● CO ZROBIĆ: Ułóż wszystkie poniższe wiersze w tabelę Markdown z dwiema kolumnami: „Nr” z numerem wiersza i „Treść” z samym wierszem. Puste wiersze pomiń.

----- WPISY

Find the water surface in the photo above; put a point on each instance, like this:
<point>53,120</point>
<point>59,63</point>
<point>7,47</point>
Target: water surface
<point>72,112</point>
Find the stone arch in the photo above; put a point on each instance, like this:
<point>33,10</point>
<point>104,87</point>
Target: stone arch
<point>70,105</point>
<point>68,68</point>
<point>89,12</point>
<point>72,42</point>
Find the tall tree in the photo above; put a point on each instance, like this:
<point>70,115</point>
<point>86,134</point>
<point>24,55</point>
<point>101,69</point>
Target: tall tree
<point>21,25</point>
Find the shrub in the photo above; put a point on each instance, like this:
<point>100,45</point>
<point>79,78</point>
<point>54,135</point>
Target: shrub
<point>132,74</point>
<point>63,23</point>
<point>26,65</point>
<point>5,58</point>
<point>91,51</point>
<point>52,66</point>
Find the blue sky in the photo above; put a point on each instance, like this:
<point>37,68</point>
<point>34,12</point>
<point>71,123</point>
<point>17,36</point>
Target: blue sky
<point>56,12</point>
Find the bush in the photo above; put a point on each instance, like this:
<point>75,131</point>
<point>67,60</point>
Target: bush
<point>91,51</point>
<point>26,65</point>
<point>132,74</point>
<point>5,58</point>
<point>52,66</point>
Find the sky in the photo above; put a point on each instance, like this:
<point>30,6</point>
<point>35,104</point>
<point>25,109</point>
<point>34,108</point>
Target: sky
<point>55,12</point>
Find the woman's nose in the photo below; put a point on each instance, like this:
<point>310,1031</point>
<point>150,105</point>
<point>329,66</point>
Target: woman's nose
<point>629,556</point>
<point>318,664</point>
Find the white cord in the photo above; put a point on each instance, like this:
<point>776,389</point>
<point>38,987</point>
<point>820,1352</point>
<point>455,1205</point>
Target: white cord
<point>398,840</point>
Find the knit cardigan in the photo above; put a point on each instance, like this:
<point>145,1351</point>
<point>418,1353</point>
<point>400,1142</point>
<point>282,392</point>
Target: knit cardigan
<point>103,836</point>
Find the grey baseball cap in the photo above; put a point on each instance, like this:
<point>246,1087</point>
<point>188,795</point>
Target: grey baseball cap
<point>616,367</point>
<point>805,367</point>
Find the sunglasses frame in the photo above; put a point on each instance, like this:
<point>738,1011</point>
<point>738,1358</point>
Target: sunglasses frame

----------

● WYNIK KOŃCOWY:
| Nr | Treść |
|---|---|
| 1 | Find the water surface in the photo above; put a point on each instance, like this: |
| 2 | <point>53,120</point> |
| 3 | <point>59,63</point> |
| 4 | <point>7,47</point> |
| 5 | Target: water surface |
| 6 | <point>72,112</point> |
| 7 | Find the stone arch in the photo above; put a point on each instance, like this: |
| 8 | <point>33,10</point> |
| 9 | <point>104,87</point> |
| 10 | Target: stone arch |
| 11 | <point>70,105</point> |
| 12 | <point>68,68</point> |
| 13 | <point>89,12</point> |
| 14 | <point>72,42</point> |
| 15 | Find the tall tree in the photo above; put a point on each instance, like this: |
| 16 | <point>70,115</point> |
| 17 | <point>86,134</point> |
| 18 | <point>24,55</point> |
| 19 | <point>101,69</point> |
| 20 | Target: tall tree |
| 21 | <point>21,25</point> |
| 22 | Find the shrub in the photo above; put a point on each instance, like this: |
| 23 | <point>100,45</point> |
| 24 | <point>79,78</point> |
| 25 | <point>54,135</point> |
| 26 | Target: shrub |
| 27 | <point>132,74</point> |
| 28 | <point>63,23</point> |
| 29 | <point>26,65</point> |
| 30 | <point>5,58</point> |
| 31 | <point>91,51</point> |
| 32 | <point>52,66</point> |
| 33 | Find the blue sky in the photo above; put a point on each instance, like this: |
| 34 | <point>37,68</point> |
| 35 | <point>34,12</point> |
| 36 | <point>71,123</point> |
| 37 | <point>17,36</point> |
| 38 | Target: blue sky |
| 39 | <point>56,12</point> |
| 40 | Find the bush in the photo above; put a point on each instance, like this: |
| 41 | <point>75,131</point> |
| 42 | <point>67,60</point> |
| 43 | Target: bush |
| 44 | <point>91,51</point> |
| 45 | <point>26,65</point> |
| 46 | <point>132,74</point> |
| 47 | <point>5,58</point> |
| 48 | <point>52,66</point> |
| 49 | Find the sky in the photo above; put a point on each instance, like this: |
| 50 | <point>30,6</point> |
| 51 | <point>35,104</point> |
| 52 | <point>25,109</point> |
| 53 | <point>34,108</point> |
| 54 | Target: sky |
| 55 | <point>55,12</point> |
| 56 | Find the woman's nose in the photo below; put a point on each instance, like this: |
| 57 | <point>310,1031</point> |
| 58 | <point>150,105</point> |
| 59 | <point>329,66</point> |
| 60 | Target: woman's nose |
| 61 | <point>629,556</point> |
| 62 | <point>318,664</point> |
| 63 | Find the white cord in the photo above; put a point on each instance, like this: |
| 64 | <point>776,389</point> |
| 65 | <point>38,987</point> |
| 66 | <point>820,1352</point> |
| 67 | <point>455,1205</point> |
| 68 | Target: white cord |
| 69 | <point>398,840</point> |
| 70 | Find the knit cardigan in the photo above; put a point on each instance, like this: |
| 71 | <point>145,1351</point> |
| 72 | <point>418,1353</point> |
| 73 | <point>400,1142</point> |
| 74 | <point>282,392</point> |
| 75 | Target: knit cardigan |
| 76 | <point>103,836</point> |
| 77 | Find the grey baseball cap in the photo above; put a point on each instance, like this: |
| 78 | <point>246,1087</point> |
| 79 | <point>188,795</point> |
| 80 | Target: grey baseball cap |
| 81 | <point>616,367</point> |
| 82 | <point>805,367</point> |
| 83 | Find the sunglasses frame in the photo above; put a point on each instance, like this: |
| 84 | <point>738,1011</point> |
| 85 | <point>738,1358</point> |
| 86 | Target: sunglasses frame |